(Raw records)
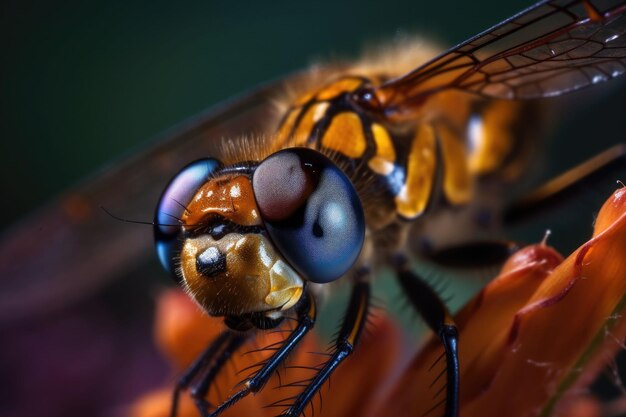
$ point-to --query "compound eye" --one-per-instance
(171, 209)
(311, 211)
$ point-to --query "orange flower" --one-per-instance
(537, 334)
(530, 341)
(182, 332)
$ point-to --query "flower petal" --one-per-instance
(527, 337)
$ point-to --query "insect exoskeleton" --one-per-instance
(244, 239)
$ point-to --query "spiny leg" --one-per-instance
(429, 305)
(306, 312)
(196, 367)
(201, 388)
(353, 324)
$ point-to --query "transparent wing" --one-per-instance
(71, 247)
(548, 49)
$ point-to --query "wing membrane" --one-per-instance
(549, 49)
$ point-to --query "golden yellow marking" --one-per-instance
(414, 195)
(339, 87)
(383, 162)
(305, 98)
(490, 137)
(305, 127)
(256, 278)
(284, 131)
(345, 135)
(457, 181)
(231, 197)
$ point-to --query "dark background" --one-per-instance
(85, 83)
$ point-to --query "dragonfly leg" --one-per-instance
(306, 312)
(569, 186)
(196, 367)
(200, 389)
(430, 306)
(469, 255)
(353, 324)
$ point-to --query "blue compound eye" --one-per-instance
(171, 207)
(311, 211)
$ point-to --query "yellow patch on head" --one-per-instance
(345, 135)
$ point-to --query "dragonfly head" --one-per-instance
(244, 239)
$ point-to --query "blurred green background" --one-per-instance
(86, 82)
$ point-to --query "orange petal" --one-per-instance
(182, 330)
(527, 337)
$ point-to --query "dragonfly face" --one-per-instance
(377, 150)
(249, 235)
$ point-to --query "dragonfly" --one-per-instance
(401, 165)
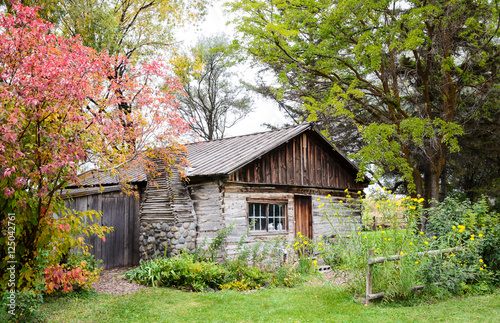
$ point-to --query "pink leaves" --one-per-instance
(60, 108)
(8, 191)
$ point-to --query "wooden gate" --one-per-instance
(303, 215)
(119, 211)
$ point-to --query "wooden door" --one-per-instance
(303, 215)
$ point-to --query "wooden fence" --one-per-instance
(372, 261)
(119, 211)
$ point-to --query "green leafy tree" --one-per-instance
(137, 29)
(213, 100)
(408, 73)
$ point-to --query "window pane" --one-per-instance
(276, 217)
(257, 215)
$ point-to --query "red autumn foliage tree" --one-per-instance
(58, 111)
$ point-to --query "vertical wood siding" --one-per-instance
(121, 212)
(302, 161)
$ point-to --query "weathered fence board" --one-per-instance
(119, 211)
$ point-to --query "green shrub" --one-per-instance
(179, 271)
(27, 305)
(477, 230)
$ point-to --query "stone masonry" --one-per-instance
(175, 237)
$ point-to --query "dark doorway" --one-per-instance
(303, 215)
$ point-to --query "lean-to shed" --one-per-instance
(270, 180)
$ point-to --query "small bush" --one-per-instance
(79, 272)
(179, 271)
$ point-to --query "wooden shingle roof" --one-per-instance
(219, 157)
(224, 156)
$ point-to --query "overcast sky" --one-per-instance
(265, 111)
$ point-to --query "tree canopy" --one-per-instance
(409, 74)
(213, 100)
(57, 112)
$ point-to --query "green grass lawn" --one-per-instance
(308, 303)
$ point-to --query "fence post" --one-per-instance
(371, 254)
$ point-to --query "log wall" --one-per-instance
(234, 210)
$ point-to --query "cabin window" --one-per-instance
(269, 217)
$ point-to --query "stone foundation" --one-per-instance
(154, 237)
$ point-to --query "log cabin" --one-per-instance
(270, 183)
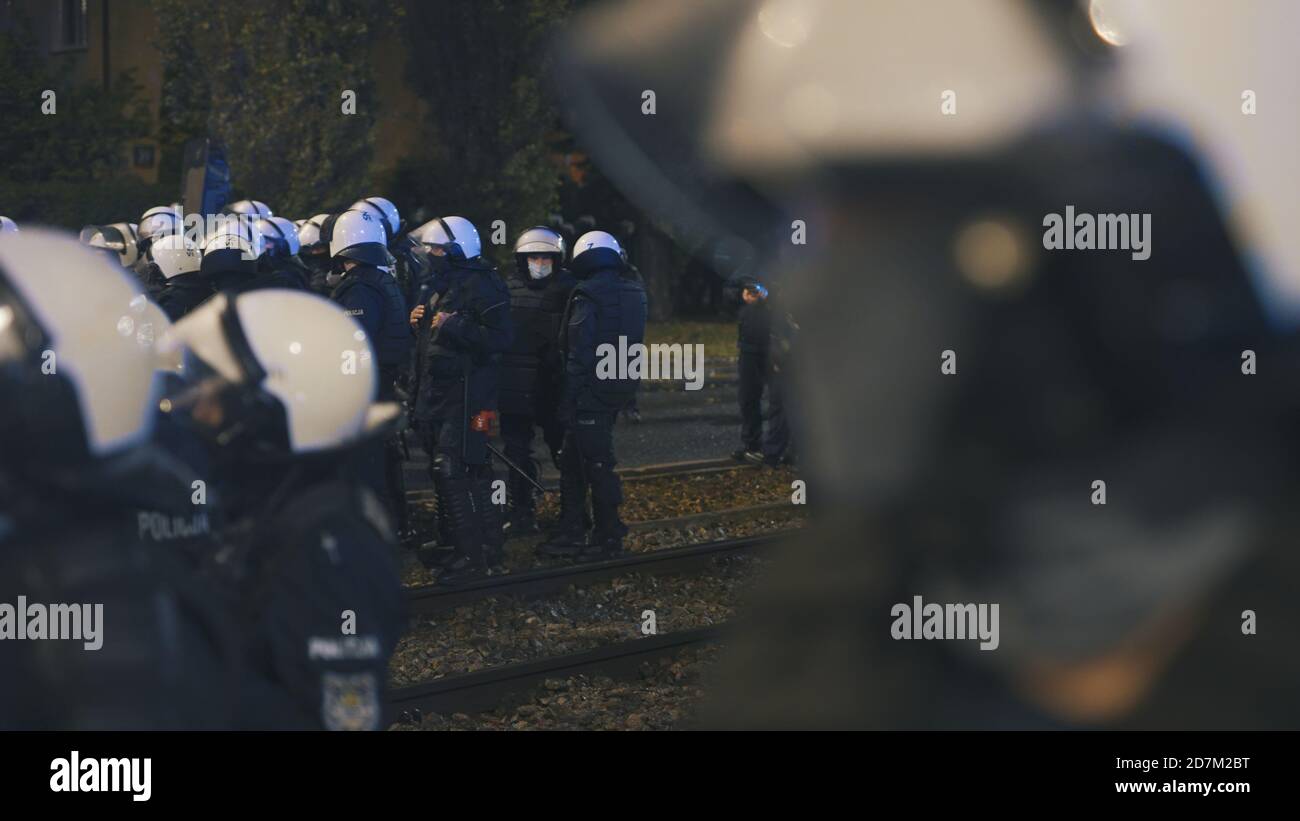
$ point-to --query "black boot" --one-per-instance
(521, 520)
(607, 537)
(570, 534)
(438, 552)
(455, 495)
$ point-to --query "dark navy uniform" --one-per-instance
(284, 273)
(372, 296)
(531, 376)
(603, 307)
(185, 292)
(458, 392)
(308, 569)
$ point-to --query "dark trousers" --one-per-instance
(518, 431)
(588, 460)
(755, 374)
(753, 377)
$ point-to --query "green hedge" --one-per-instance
(76, 204)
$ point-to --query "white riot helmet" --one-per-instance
(269, 364)
(76, 382)
(250, 208)
(278, 237)
(593, 251)
(537, 242)
(384, 208)
(310, 230)
(157, 221)
(360, 235)
(120, 239)
(455, 235)
(234, 233)
(176, 255)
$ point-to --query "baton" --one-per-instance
(516, 469)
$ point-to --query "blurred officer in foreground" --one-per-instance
(1087, 439)
(230, 256)
(408, 266)
(280, 385)
(605, 307)
(531, 369)
(369, 294)
(313, 252)
(77, 470)
(464, 330)
(753, 343)
(180, 263)
(278, 264)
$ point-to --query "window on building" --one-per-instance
(69, 24)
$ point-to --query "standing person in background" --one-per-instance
(754, 365)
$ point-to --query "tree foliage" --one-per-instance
(267, 79)
(53, 164)
(480, 65)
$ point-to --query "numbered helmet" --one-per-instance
(278, 237)
(385, 209)
(360, 235)
(540, 239)
(596, 250)
(455, 235)
(159, 221)
(310, 231)
(176, 255)
(281, 372)
(250, 208)
(234, 233)
(150, 325)
(76, 382)
(537, 242)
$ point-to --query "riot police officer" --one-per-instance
(408, 266)
(605, 307)
(306, 554)
(77, 404)
(180, 264)
(466, 326)
(313, 252)
(369, 294)
(531, 369)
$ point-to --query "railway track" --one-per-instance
(482, 690)
(428, 599)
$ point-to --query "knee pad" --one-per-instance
(446, 467)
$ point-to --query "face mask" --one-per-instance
(538, 270)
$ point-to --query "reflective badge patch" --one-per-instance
(351, 702)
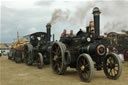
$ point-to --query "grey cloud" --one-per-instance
(44, 2)
(23, 21)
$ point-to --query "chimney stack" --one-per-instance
(96, 15)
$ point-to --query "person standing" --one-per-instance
(0, 52)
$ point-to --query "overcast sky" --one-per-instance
(29, 16)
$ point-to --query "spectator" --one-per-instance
(0, 52)
(64, 33)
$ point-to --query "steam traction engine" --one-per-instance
(38, 49)
(84, 52)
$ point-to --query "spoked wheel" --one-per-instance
(46, 59)
(112, 66)
(85, 67)
(57, 55)
(40, 62)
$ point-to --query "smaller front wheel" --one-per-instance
(85, 67)
(112, 66)
(40, 62)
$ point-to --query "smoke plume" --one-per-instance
(113, 14)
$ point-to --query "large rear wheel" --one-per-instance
(18, 57)
(57, 56)
(112, 66)
(28, 54)
(85, 67)
(40, 62)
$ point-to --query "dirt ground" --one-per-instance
(20, 74)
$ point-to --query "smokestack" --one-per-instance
(88, 29)
(48, 26)
(96, 14)
(53, 37)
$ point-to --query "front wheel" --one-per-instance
(112, 66)
(85, 67)
(40, 62)
(57, 56)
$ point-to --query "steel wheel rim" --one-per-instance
(112, 66)
(83, 68)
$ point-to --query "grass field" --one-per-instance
(20, 74)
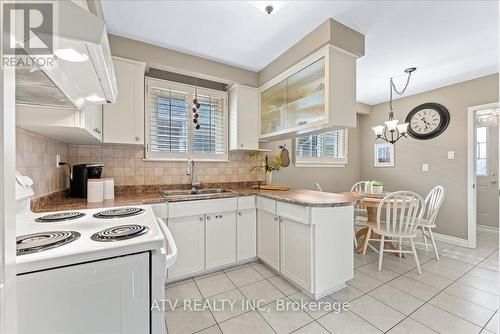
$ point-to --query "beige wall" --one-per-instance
(125, 164)
(331, 179)
(410, 153)
(36, 158)
(178, 62)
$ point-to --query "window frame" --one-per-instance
(301, 161)
(487, 153)
(189, 155)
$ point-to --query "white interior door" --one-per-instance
(486, 153)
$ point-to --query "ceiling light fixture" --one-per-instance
(269, 7)
(71, 55)
(396, 130)
(94, 98)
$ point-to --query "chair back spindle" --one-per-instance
(403, 210)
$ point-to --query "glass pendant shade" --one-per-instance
(403, 128)
(392, 124)
(378, 130)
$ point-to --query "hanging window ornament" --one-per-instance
(196, 106)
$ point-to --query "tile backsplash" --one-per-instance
(36, 158)
(125, 164)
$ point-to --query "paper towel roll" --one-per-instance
(95, 190)
(109, 188)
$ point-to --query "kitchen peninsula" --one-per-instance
(305, 236)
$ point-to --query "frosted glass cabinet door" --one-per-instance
(295, 101)
(306, 95)
(273, 108)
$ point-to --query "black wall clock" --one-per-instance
(427, 121)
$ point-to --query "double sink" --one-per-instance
(195, 193)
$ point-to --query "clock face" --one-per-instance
(427, 121)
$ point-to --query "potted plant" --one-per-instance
(267, 165)
(378, 187)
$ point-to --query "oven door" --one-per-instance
(109, 296)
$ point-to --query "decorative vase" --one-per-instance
(378, 189)
(269, 177)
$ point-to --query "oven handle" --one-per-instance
(172, 257)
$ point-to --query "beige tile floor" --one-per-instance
(458, 294)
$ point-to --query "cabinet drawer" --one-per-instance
(266, 204)
(246, 202)
(190, 208)
(293, 212)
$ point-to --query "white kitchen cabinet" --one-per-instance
(124, 120)
(316, 94)
(243, 118)
(220, 239)
(268, 230)
(69, 126)
(246, 234)
(189, 236)
(296, 241)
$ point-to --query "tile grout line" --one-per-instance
(427, 302)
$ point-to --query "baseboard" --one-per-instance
(451, 240)
(484, 228)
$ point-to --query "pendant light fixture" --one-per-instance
(392, 131)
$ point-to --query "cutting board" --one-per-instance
(271, 187)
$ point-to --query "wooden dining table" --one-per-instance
(371, 203)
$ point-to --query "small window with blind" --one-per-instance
(328, 149)
(171, 132)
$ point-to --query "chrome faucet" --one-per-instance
(191, 167)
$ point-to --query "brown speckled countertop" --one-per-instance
(139, 196)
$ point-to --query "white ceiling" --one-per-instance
(448, 41)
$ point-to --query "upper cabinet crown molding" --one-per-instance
(243, 118)
(123, 121)
(316, 94)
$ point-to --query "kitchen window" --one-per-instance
(327, 149)
(170, 131)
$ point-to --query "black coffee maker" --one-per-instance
(79, 176)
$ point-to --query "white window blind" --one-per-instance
(171, 133)
(329, 148)
(210, 137)
(168, 122)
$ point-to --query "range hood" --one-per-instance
(82, 71)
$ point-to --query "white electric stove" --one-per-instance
(90, 271)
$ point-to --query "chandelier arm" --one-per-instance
(405, 87)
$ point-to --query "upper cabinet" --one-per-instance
(243, 118)
(123, 121)
(318, 93)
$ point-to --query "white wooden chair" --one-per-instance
(433, 203)
(360, 214)
(398, 216)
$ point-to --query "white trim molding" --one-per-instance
(484, 228)
(471, 177)
(451, 240)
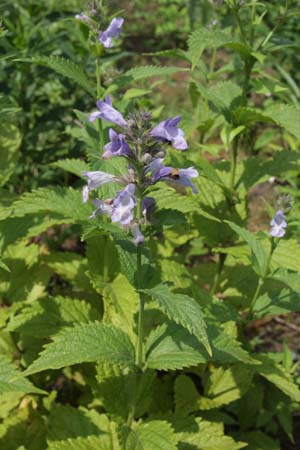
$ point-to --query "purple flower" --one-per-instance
(113, 31)
(159, 172)
(123, 205)
(138, 238)
(101, 208)
(168, 131)
(95, 180)
(278, 225)
(117, 145)
(107, 112)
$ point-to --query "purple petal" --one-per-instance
(138, 238)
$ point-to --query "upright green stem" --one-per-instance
(99, 89)
(262, 279)
(217, 279)
(233, 158)
(140, 340)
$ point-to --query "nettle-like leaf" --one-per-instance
(275, 303)
(202, 434)
(85, 343)
(120, 304)
(183, 309)
(119, 389)
(259, 254)
(84, 443)
(66, 422)
(46, 317)
(224, 96)
(171, 347)
(225, 386)
(277, 376)
(139, 73)
(152, 435)
(64, 67)
(11, 379)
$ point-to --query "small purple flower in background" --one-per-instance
(123, 205)
(138, 238)
(95, 180)
(107, 112)
(86, 19)
(169, 131)
(101, 208)
(113, 31)
(117, 145)
(278, 225)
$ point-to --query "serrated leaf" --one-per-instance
(260, 257)
(119, 389)
(64, 67)
(285, 116)
(171, 347)
(153, 435)
(11, 380)
(275, 303)
(202, 434)
(225, 386)
(139, 73)
(66, 422)
(85, 343)
(43, 318)
(82, 443)
(276, 375)
(183, 309)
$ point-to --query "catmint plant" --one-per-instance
(142, 146)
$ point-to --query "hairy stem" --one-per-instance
(99, 89)
(233, 161)
(217, 279)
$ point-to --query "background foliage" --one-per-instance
(216, 375)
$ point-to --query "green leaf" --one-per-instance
(183, 309)
(257, 440)
(225, 386)
(83, 443)
(277, 302)
(43, 318)
(142, 72)
(85, 343)
(72, 165)
(260, 257)
(276, 375)
(153, 435)
(119, 389)
(11, 380)
(66, 422)
(171, 347)
(285, 116)
(120, 304)
(201, 434)
(64, 67)
(186, 396)
(10, 141)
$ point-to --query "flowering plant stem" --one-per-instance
(262, 279)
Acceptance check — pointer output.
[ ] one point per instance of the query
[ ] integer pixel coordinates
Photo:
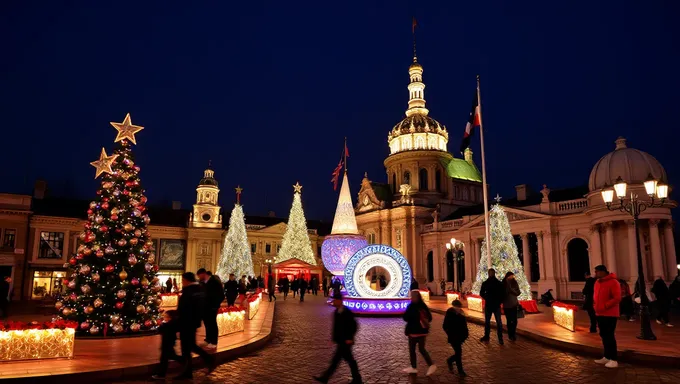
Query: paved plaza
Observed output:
(301, 348)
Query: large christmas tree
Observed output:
(235, 257)
(504, 256)
(111, 284)
(296, 243)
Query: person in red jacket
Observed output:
(606, 299)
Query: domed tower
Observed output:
(206, 211)
(419, 164)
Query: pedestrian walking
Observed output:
(168, 331)
(231, 288)
(344, 329)
(663, 301)
(455, 326)
(588, 291)
(511, 304)
(271, 287)
(418, 318)
(493, 293)
(606, 301)
(303, 288)
(190, 308)
(214, 295)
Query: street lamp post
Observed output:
(634, 207)
(456, 248)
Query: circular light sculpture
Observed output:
(386, 297)
(337, 249)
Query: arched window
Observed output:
(422, 179)
(430, 267)
(578, 260)
(449, 266)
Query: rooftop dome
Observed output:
(632, 165)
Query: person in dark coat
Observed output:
(344, 329)
(455, 326)
(168, 331)
(271, 287)
(190, 308)
(303, 288)
(418, 318)
(231, 290)
(493, 293)
(214, 295)
(663, 301)
(588, 292)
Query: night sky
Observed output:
(268, 90)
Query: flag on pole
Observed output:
(336, 175)
(473, 121)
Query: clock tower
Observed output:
(206, 211)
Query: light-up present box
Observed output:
(33, 344)
(475, 303)
(563, 314)
(230, 320)
(169, 300)
(451, 296)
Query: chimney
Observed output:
(39, 189)
(522, 192)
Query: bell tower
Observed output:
(206, 212)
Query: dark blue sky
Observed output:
(268, 90)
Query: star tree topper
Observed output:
(103, 164)
(126, 130)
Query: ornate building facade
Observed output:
(39, 233)
(432, 197)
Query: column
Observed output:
(595, 250)
(655, 247)
(632, 252)
(669, 242)
(609, 243)
(526, 255)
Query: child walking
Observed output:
(168, 331)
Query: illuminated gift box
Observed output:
(230, 320)
(451, 296)
(475, 303)
(564, 315)
(19, 342)
(254, 304)
(169, 300)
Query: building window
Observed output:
(9, 238)
(51, 245)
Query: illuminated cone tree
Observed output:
(504, 256)
(296, 243)
(235, 257)
(111, 286)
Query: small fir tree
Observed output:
(504, 256)
(235, 257)
(111, 285)
(296, 243)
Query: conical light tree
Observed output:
(296, 243)
(111, 286)
(504, 256)
(235, 257)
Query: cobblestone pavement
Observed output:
(300, 348)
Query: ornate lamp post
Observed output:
(456, 247)
(634, 207)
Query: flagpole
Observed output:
(484, 186)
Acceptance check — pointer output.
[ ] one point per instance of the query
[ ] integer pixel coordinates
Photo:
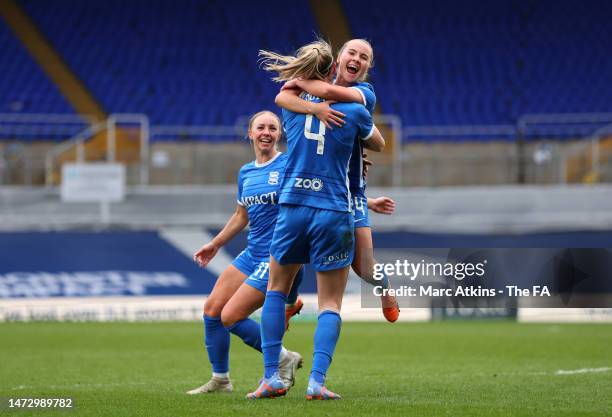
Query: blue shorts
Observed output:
(360, 209)
(257, 270)
(323, 238)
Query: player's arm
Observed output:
(382, 205)
(234, 225)
(289, 99)
(375, 142)
(329, 91)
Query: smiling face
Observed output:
(354, 61)
(264, 132)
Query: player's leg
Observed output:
(288, 251)
(273, 329)
(216, 337)
(294, 302)
(235, 317)
(330, 289)
(363, 265)
(332, 254)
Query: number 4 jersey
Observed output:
(318, 158)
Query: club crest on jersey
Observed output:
(314, 184)
(273, 178)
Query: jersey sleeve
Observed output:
(365, 125)
(239, 195)
(367, 95)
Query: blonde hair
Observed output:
(312, 61)
(371, 63)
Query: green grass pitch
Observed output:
(425, 369)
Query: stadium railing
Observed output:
(541, 149)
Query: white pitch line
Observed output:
(189, 241)
(581, 371)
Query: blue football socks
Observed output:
(217, 340)
(249, 331)
(325, 339)
(272, 330)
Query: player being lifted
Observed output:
(353, 63)
(314, 224)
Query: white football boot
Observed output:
(214, 385)
(288, 365)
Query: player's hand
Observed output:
(289, 85)
(366, 164)
(327, 115)
(382, 205)
(205, 254)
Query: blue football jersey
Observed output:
(356, 178)
(316, 174)
(258, 186)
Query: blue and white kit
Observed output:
(258, 186)
(315, 224)
(357, 181)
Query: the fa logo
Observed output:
(273, 178)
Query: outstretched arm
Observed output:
(235, 224)
(376, 142)
(330, 91)
(382, 205)
(289, 99)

What needs to be done
In the records above, find the line containing "Query: player's arm"; please retype it and every line after it through the last line, exactly and with nothing else.

Task result
Query: player's arm
Observed output:
(382, 205)
(234, 225)
(289, 99)
(375, 142)
(329, 91)
Query: smiling face
Observed output:
(354, 61)
(264, 132)
Query: player's leg
Observed output:
(288, 251)
(273, 329)
(216, 337)
(294, 302)
(235, 317)
(330, 289)
(363, 265)
(332, 254)
Query: number 4 jersey
Observed output:
(318, 158)
Query: club crest on jersey
Observed output:
(314, 184)
(273, 178)
Query: jersey sleeve
Observed output:
(365, 125)
(239, 195)
(367, 95)
Query: blonde hair
Observed output:
(312, 61)
(371, 63)
Query: green grass pitch
Observed output:
(425, 369)
Query: stadium railing
Observed output:
(541, 149)
Query: white pitch line
Observed output:
(189, 241)
(581, 371)
Query: blue football socks
Observed output:
(217, 340)
(249, 331)
(325, 339)
(272, 330)
Query: player being lifted
Observed output:
(353, 63)
(314, 224)
Query: white football boot
Observed output:
(214, 385)
(288, 365)
Query: player's hand
Observed output:
(289, 85)
(366, 164)
(327, 115)
(382, 205)
(205, 254)
Query: blue football jersey
Observed output:
(356, 178)
(316, 174)
(258, 186)
Query: blue and white kit
Observed output:
(258, 186)
(315, 224)
(357, 181)
Query: the fa logo
Observed output:
(273, 178)
Query: outstretched arm
Observed output:
(235, 224)
(376, 142)
(330, 91)
(382, 205)
(289, 99)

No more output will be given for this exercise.